> REQUIRED TASKS:
A: Rewrite the forum thread on conditional preloading of nested associations, starting at the words "I have 4 schemas: A, B, C, D." and ending after "to do this?", with "schemas" changed to "tables".
B: Extend the forum thread on conditional preloading of nested associations, picking up after its last line.

Nested association, conditional preload

joey_the_snake · July 13, 2020, 3:55pm

I have 4 schemas: A, B, C, D. These are nested within each other in the following way:

A has many B
B has one C
C has many D

For each A, I want the following preload conditions:

preload all B's belonging to A
preload the C that belongs to each B
preload only one of the D's that belong to each C, and have this filter based on the value of a field in B

My data is very large and I’d like to do this in separate preload queries as opposed to a single join. My main difficulty is referencing a value from B inside the preload for D. Is there a way to do this?

baldwindavid · July 13, 2020, 4:53pm

You can reference B inside the preload from D using a preload query but, short of denormalizing your data, I’m not sure how it could be done without a join between at least B, C, and D.

joey_the_snake · July 13, 2020, 4:56pm

Thanks, I think you’re right that I have to join B, C and D and then preload that into A.

joey_the_snake · July 14, 2020, 7:42pm

@baldwindavid I’m running into some unexpected behaviour. I wonder if you can spot something I’m doing wrong.

Here is my query:

preload_query =
  from(b in B,
    left_join: c in C,
    on: b.c_id == c.id,
    left_join: d in D,
    on: c.id == d.c_id and b.special_col == d.special_col,
    preload: [c: {c, d: d}]
  )

from(a in A, preload: [b: ^preload_query])

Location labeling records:
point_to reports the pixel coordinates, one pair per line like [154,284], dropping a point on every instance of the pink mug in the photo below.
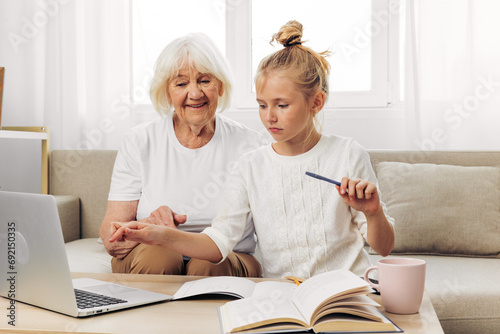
[401,284]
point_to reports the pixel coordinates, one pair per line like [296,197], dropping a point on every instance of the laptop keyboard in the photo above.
[85,299]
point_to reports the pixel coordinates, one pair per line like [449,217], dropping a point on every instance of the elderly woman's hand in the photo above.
[164,216]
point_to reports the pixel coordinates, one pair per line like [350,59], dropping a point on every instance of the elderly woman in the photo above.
[172,171]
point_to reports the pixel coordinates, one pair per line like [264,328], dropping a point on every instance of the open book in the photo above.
[335,301]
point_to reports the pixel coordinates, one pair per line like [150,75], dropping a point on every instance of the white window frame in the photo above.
[385,78]
[238,52]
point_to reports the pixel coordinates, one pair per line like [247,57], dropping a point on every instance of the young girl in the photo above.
[303,226]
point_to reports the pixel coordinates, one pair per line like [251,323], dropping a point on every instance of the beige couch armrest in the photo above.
[69,214]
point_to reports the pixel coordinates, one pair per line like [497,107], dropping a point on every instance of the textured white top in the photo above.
[152,166]
[303,226]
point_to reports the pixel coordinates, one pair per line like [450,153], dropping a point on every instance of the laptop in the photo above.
[34,268]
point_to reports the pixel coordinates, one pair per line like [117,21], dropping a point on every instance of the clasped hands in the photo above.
[146,230]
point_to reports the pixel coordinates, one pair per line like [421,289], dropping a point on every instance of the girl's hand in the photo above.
[360,195]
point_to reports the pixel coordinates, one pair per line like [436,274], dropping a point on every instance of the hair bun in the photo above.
[290,34]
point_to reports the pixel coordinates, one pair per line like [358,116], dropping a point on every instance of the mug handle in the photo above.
[376,286]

> ANSWERS FOR THIS EXERCISE:
A:
I have 4 tables: A, B, C, D. These are nested within each other in the following way:

A has many B
B has one C
C has many D

For each A, I want the following preload conditions:

preload all B's belonging to A
preload the C that belongs to each B
preload only one of the D's that belong to each C, and have this filter based on the value of a field in B

My data is very large and I’d like to do this in separate preload queries as opposed to a single join. My main difficulty is referencing a value from B inside the preload for D. Is there a way to do this?

B:
If there is only one b in the preload query then everything works normally, i.e. I only get the d where b.special_col = d.special_col. I’d get something like this:

%B{
  special_col: 'a', 
  c_id: 1, 
  c: %C{
    id: 1, 
    d: [
      %D{c_id:1, special_col: 'a'}
    ]
  }
}

However, if there are multiple b's in the preload query, then an aggregated list of all the d's is populated for each b instead of splitting them up. It looks like it essentially ignores b.special_col = d.special_col in this case. I’d get something like this:

%B{
  special_col: 'a', 
  c_id: 1, 
  c: %C{
    id: 1, 
    d: [
      %D{c_id:1, special_col: 'a'}, 
      %D{c_id:1, special_col: 'b'}, 
      %D{c_id:1, special_col: 'c'}
    ]
  }
}

where the extra d entries are the ones that belong to the other b's that were in the preload query.

baldwindavid · July 14, 2020, 7:46pm

One thing that jumps out at me is the single = for special_col.

joey_the_snake · July 14, 2020, 7:46pm

Sorry that was a typo. I also gave more examples that hopefully make the situation clearer.

baldwindavid · July 14, 2020, 9:04pm

One thing to note is that your query suggests that C has one B rather than the other way around. If C belongs to B it should have the foreign key.

joey_the_snake · July 14, 2020, 10:35pm

Thanks. I made a mistake in my original post. It should be:

A has many B
B belongs to C
C has many D

Bumppoman · July 15, 2020, 1:18am

Can you post an example of the SQL the code produces? That can often pinpoint where the Ecto DSL is going wrong.

joey_the_snake · July 15, 2020, 1:59am

Thanks.

Here is the preload query’s sql. When I put this into postgres manually, the output looks good to me.

SELECT 
  b0."id", b0."c_id", b0."special_col",
  c1."id", 
  d2."id", d2."c_id", d2."special_col",   
  b0."id" 
FROM "B" AS b0 
LEFT OUTER JOIN "C" AS c1 ON b0."c_id" = c1."id" 
LEFT OUTER JOIN "D" AS d2 ON (c1."id" = d2."c_id") AND (d2."special_col" = b0."special_col") 
WHERE (b0."id" = ANY($1)) [[1, 2, 3]]

There is one strange thing, b0."id" is selected twice but I don’t know if this is related to my problem. That’s the field being used in the association with table A.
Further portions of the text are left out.